**TEKS DOKUMEN**
Rabu, 03 Juli 2013

Safari Desa ke Naringgul

Sahabat KITA, pada tanggal 14-16 Juni 2013 lalu KITA bersafari ke sebuah desa di selatan kabupaten Cinajur. Dengan menggunakan dua mobil kijang dan avanza serta sebuah motor, 16 sahabat KITA berangkat menuju Naringgul setelah sholat isya. Sebenarnya ini molor empat jam dari jadwal yang telah ditentukan. Namun karena ada berbagai hal yang diluar rencana,
keberangkatan pun ditunda. Ada 500 paket alat sekolah (buku tulis, pensil, pulpen, serutas dan penghapus), sepatu baru dan layak pakai, baju layak pakai dan tas layak pakai siap dibagikan di desa yang hanya memiliki dua sekolah tingkat menengah atas. 

Rombongan sampai di Naringgul tepat pukul 00.30 waktu setempat. Perjalanan sejauh 160 km itu ditempuh dalam waktu 4 hingga 5 jam lamanya. Jalan yang berliku-liku dan minimnya penerangan menjadi hamabatan utama perjalanan sahabat KITA. Namun, keinginan bertemu adik-adik di Naringul seolah menjadi api yang membakar semangat untuk segera sampai disana. Dayung pun bersambut. Walaupun sudah tengah malam, namun Pak Catim (tokoh masyarakat) telah lama mennunggu kedatangan kami. Bak keluarga kerajaan yang datang, segala sesuatunya telah dipersiapkan sebelumnya. Dengan segala kesederhanaan, keluarga Pak Catim berusaha memberikan fasilitas terbaik untuk sahabat KITA. Setelah berbincang mengenai maksud dan tujuan KITA datang ke Naringgul, kami pun dipersilahkan untuk beristirahat. Mengingat banyak yang harus dikerjakan setelah matahari terbit. Dan dijadwalkan tepat jam delapan pagi KITA akan mengunjungi tiga sekolah dasar dan jika memungkinkan akan berkunjung pula ke SMP 1 Naringgul.

**BARIS DATA**
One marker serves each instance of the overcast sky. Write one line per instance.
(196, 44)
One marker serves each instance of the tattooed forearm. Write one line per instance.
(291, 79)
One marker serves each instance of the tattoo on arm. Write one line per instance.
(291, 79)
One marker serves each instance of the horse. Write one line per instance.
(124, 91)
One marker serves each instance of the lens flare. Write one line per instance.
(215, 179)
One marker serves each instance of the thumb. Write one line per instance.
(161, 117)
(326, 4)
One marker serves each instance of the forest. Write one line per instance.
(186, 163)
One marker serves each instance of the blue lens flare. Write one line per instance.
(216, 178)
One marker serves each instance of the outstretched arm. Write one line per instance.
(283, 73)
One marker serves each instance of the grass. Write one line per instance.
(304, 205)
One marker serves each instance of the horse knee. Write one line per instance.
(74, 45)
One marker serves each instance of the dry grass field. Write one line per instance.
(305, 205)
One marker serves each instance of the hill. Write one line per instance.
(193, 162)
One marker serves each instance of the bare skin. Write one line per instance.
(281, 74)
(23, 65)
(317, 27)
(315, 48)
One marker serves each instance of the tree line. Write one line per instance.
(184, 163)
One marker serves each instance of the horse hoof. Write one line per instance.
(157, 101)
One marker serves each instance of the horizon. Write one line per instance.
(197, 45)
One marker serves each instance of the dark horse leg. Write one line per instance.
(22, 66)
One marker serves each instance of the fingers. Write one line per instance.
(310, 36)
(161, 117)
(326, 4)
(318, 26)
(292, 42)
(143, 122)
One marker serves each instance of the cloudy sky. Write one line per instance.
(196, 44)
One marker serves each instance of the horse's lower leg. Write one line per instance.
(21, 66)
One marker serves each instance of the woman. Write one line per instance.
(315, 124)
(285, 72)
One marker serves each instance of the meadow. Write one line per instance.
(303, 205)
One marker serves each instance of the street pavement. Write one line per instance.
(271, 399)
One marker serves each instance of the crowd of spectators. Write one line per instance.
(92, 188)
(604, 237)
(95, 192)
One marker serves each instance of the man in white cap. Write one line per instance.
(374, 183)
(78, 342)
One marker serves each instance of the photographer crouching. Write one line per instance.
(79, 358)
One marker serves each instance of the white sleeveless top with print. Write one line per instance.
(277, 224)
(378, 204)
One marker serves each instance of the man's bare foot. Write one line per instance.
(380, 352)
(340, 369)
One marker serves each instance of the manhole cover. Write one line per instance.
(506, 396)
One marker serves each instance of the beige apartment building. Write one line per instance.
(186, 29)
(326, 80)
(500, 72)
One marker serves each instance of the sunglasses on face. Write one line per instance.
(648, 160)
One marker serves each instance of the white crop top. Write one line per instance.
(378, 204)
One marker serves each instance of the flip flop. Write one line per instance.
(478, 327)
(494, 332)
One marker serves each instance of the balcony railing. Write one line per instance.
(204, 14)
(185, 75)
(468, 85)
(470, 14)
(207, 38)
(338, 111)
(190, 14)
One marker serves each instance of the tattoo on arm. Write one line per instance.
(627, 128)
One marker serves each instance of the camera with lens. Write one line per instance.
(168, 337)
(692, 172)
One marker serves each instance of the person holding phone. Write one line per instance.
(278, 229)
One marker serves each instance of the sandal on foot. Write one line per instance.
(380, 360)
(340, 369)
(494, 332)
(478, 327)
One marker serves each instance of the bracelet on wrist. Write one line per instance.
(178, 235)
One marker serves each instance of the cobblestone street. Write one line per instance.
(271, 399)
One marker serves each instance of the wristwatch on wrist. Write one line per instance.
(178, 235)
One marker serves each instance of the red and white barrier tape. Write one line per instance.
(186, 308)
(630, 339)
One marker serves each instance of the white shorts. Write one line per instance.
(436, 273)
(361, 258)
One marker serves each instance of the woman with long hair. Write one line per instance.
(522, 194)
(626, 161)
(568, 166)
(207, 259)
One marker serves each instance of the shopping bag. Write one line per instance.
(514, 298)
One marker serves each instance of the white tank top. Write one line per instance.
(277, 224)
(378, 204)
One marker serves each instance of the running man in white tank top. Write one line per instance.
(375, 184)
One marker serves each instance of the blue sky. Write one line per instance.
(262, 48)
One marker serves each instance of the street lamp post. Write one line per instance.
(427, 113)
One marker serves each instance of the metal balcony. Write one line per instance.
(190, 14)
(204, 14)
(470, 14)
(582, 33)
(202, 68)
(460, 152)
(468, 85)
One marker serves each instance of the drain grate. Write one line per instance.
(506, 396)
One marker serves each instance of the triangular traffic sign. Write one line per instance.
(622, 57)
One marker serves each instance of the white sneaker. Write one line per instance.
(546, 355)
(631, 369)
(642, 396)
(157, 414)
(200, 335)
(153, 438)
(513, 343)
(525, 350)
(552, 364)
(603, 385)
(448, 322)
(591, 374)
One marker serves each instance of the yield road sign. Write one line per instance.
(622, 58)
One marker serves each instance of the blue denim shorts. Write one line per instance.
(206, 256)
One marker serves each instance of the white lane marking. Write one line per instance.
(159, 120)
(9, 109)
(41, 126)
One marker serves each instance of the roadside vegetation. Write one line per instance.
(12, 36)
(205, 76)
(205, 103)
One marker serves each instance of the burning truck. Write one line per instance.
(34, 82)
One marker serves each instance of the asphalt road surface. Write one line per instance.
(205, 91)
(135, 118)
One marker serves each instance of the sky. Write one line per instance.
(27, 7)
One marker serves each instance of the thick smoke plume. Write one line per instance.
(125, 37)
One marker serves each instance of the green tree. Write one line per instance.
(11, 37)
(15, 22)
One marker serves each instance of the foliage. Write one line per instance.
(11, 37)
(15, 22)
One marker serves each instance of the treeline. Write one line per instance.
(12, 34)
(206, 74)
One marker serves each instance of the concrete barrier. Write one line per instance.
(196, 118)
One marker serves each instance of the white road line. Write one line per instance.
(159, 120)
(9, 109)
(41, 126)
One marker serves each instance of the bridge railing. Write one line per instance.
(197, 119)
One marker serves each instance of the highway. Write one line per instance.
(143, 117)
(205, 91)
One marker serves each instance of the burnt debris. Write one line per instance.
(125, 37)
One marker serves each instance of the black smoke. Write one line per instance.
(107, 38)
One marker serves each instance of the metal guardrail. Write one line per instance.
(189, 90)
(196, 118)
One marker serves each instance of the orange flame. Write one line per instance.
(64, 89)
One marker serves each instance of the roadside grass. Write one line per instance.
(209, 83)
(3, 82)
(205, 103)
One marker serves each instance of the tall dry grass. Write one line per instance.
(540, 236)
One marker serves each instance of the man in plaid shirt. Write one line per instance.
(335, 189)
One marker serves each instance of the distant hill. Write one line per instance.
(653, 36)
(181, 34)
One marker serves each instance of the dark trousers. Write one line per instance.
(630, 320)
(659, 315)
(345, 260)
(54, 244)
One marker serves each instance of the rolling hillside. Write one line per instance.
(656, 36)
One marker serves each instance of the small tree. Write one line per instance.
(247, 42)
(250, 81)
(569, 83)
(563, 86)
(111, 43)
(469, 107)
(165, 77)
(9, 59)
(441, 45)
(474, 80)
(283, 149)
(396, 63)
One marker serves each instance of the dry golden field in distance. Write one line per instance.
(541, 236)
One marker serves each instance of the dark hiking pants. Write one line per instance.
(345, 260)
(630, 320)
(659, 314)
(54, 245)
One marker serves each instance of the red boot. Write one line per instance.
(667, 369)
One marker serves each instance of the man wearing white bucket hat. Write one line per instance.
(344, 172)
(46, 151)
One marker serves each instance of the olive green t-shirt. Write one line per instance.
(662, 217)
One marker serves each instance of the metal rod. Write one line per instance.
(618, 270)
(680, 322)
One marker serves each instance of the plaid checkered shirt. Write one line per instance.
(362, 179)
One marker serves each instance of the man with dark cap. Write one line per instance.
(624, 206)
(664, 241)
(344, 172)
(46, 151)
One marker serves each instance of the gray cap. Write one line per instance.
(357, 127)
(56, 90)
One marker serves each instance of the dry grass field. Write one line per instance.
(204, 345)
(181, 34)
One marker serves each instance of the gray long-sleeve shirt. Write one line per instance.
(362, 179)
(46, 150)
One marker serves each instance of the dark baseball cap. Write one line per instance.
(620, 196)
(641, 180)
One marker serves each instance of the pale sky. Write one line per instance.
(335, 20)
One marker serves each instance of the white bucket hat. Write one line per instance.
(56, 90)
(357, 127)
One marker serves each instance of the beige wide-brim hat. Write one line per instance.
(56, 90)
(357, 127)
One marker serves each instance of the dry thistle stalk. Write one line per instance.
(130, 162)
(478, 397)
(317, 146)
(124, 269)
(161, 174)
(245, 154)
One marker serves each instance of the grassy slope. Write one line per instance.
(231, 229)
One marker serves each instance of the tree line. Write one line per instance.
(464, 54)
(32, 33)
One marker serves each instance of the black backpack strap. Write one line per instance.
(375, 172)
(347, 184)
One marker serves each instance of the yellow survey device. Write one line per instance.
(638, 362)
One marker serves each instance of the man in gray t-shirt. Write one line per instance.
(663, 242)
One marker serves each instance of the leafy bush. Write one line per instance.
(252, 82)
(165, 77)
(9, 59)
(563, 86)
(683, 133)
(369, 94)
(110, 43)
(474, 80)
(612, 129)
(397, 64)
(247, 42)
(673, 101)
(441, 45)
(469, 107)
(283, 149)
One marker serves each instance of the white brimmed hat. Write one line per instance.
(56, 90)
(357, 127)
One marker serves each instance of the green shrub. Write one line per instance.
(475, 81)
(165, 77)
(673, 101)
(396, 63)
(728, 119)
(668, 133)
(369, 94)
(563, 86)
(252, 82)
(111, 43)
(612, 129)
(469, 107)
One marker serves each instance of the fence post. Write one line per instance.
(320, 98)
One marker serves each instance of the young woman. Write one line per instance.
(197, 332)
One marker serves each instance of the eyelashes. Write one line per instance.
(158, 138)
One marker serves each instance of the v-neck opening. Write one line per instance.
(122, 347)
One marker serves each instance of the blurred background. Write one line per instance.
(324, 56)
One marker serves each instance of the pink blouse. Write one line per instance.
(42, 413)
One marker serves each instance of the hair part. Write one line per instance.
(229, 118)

**TUGAS SINGKAT 1**
Menurut teks tentang safari desa ke Naringgul, pukul berapa rombongan tiba di Naringgul?
**TUGAS SINGKAT 2**
Daftarkan setiap baris dalam daftar yang memuat kata "balcony", dengan membedakan huruf besar dan huruf kecil.

**JAWABAN LATIHAN 1**
Rombongan tiba di Naringgul tepat pukul 00.30 waktu setempat.

**JAWABAN LATIHAN 2**
One marker serves each instance of the balcony railing. Write one line per instance.
One marker serves each instance of the metal balcony. Write one line per instance.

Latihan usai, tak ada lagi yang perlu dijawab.